Available records.
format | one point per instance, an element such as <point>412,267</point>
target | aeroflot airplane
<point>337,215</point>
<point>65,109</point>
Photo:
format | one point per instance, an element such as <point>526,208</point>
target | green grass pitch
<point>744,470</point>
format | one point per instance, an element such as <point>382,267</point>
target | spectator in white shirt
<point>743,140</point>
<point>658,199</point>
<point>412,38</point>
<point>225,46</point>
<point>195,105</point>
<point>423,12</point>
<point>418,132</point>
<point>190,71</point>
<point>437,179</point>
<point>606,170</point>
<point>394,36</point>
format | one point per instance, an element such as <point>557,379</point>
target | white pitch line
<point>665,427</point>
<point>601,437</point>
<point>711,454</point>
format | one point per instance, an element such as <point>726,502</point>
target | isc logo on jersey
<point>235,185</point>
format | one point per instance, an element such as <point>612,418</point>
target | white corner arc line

What you have to do. Your task is to return all of the material exactly.

Result for this task.
format | one point per instance, an element such as <point>412,267</point>
target | aeroflot airplane
<point>337,215</point>
<point>65,109</point>
Photo:
format | one point per instance, an element such as <point>526,208</point>
target | green grass pitch
<point>744,470</point>
format | one point per instance, an element such as <point>382,267</point>
target | spectator in white shirt
<point>743,140</point>
<point>658,199</point>
<point>412,38</point>
<point>225,46</point>
<point>195,105</point>
<point>423,12</point>
<point>418,132</point>
<point>190,71</point>
<point>437,179</point>
<point>606,170</point>
<point>394,36</point>
format | one point per instance, an element such as <point>557,379</point>
target | white pitch line
<point>665,427</point>
<point>601,437</point>
<point>711,454</point>
format | one point per instance, an element such as <point>726,502</point>
target | isc logo on jersey
<point>235,185</point>
format | one point per instance, an element such as <point>612,418</point>
target | white corner arc line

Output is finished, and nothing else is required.